Starting with the line that contains "Mark one point on every instance of the green", copy every line through the end of the data below, exactly and with nothing added.
*** INFORMATION SHOWN Section Begins ***
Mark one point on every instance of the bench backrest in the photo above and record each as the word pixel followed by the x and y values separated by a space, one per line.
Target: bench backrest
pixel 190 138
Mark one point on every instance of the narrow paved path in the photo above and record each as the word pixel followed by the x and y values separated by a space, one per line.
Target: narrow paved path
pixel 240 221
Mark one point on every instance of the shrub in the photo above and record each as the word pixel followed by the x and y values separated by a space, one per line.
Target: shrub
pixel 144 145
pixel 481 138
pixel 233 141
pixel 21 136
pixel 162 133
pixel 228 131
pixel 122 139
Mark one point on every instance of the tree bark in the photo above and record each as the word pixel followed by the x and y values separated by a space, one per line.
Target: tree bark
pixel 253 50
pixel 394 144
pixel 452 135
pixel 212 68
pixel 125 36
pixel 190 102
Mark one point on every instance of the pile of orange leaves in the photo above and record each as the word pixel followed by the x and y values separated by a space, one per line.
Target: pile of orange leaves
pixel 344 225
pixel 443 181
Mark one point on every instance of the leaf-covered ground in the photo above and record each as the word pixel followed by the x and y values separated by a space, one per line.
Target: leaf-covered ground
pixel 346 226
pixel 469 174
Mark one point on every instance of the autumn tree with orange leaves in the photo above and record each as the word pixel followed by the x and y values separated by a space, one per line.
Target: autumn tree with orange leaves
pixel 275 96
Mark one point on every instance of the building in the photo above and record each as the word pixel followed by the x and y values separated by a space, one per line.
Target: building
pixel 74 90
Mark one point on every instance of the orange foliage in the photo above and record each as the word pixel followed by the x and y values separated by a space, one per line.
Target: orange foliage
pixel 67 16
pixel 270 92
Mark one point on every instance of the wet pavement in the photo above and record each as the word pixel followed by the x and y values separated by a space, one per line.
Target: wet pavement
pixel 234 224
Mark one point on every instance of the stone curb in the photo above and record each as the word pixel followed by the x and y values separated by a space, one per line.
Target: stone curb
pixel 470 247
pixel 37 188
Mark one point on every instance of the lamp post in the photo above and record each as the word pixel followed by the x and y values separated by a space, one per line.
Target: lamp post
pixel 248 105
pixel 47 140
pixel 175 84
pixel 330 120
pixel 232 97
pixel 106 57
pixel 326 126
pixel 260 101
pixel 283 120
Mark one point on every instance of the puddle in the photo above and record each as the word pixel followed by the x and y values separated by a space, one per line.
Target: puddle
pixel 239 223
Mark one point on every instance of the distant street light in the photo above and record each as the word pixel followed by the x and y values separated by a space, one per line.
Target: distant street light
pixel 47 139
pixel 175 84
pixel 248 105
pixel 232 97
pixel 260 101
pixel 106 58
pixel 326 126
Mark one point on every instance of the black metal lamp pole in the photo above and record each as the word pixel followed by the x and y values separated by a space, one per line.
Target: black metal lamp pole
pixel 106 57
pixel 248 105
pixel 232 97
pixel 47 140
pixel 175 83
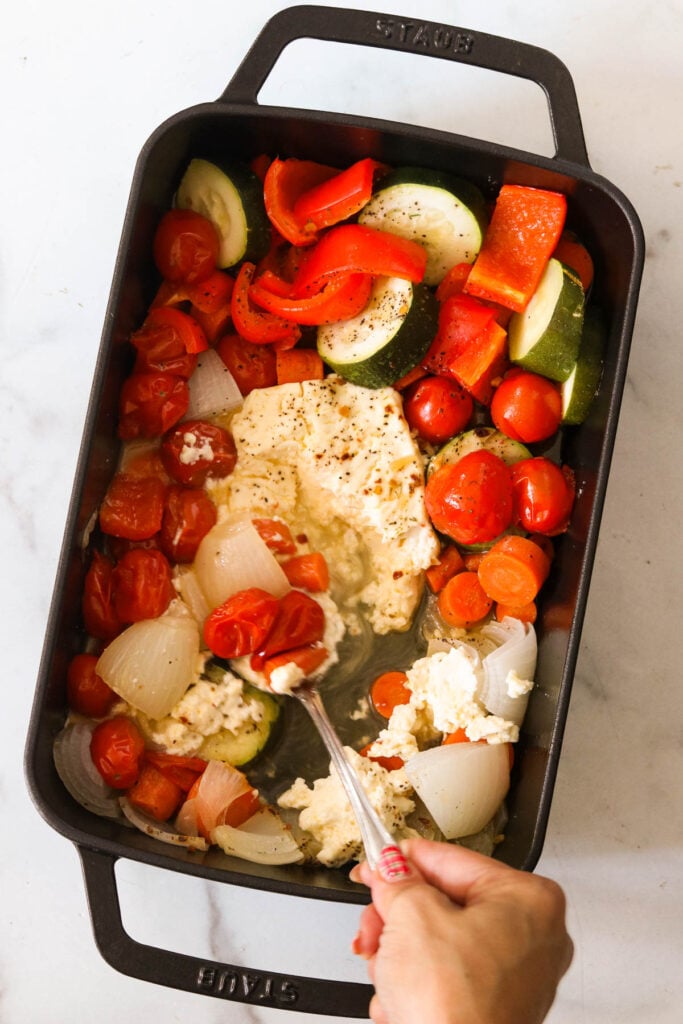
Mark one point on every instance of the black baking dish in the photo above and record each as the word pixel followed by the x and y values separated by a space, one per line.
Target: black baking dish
pixel 237 123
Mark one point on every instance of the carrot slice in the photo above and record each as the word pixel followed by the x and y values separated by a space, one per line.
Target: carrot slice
pixel 459 736
pixel 450 562
pixel 389 690
pixel 524 228
pixel 307 571
pixel 464 601
pixel 296 365
pixel 513 570
pixel 155 794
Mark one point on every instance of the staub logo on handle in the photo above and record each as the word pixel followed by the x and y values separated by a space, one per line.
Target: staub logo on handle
pixel 247 986
pixel 424 35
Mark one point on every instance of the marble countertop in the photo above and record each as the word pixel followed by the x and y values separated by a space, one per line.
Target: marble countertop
pixel 83 86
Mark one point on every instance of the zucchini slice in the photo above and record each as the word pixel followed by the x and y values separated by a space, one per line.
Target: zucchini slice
pixel 240 748
pixel 386 339
pixel 579 389
pixel 231 197
pixel 473 440
pixel 545 338
pixel 444 215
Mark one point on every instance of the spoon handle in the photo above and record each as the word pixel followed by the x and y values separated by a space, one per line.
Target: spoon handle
pixel 373 832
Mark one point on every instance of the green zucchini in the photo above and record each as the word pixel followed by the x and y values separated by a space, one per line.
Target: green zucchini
pixel 442 213
pixel 545 338
pixel 386 339
pixel 579 389
pixel 240 748
pixel 231 197
pixel 473 440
*** INFORMATION SHOWN Section Ends ***
#### TASK OUTPUT
Mark one point on every instance of the green zucchini in the photo above and record each as the word pixel followed by the x and y values separated by a space, one per line.
Target: green zucchini
pixel 442 213
pixel 545 338
pixel 386 339
pixel 579 389
pixel 240 748
pixel 231 197
pixel 473 440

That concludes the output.